◆ **WORK ORDER**
Would you please reproduce all the entries exactly, leaving the pictures out?

Items listed in a dataset
=======

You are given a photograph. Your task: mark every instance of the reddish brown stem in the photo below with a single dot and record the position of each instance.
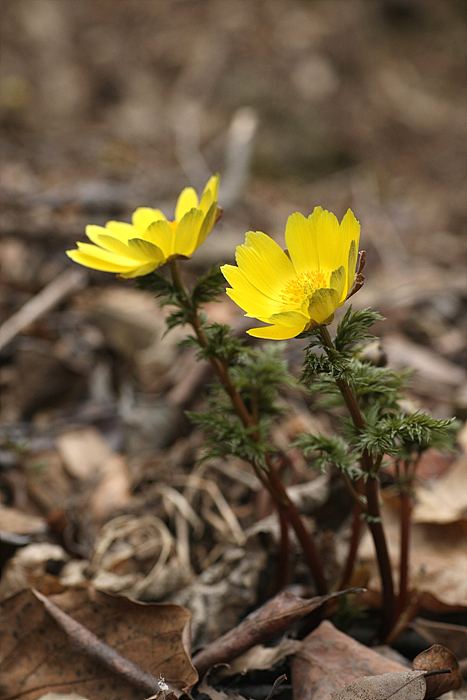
(283, 559)
(406, 510)
(281, 497)
(373, 508)
(353, 545)
(269, 478)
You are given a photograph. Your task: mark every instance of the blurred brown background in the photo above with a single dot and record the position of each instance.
(106, 105)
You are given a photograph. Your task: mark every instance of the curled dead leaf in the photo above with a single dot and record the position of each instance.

=======

◆ **SOLUTION TO THE EXERCISE**
You are given a photograph. Your task: mark every instance of the reddish brown stem in the photo below with a single dot and record the position of each instance.
(283, 559)
(406, 510)
(281, 497)
(373, 508)
(353, 545)
(269, 478)
You are given a photograph. Your task: mark every instance of the blurred brown background in the photo above with a single dot and record the position of each instance.
(106, 105)
You are given a photograph. Your task: mark every instance of the curled dead leaf in the photo above with a single dot and record the position of each instance.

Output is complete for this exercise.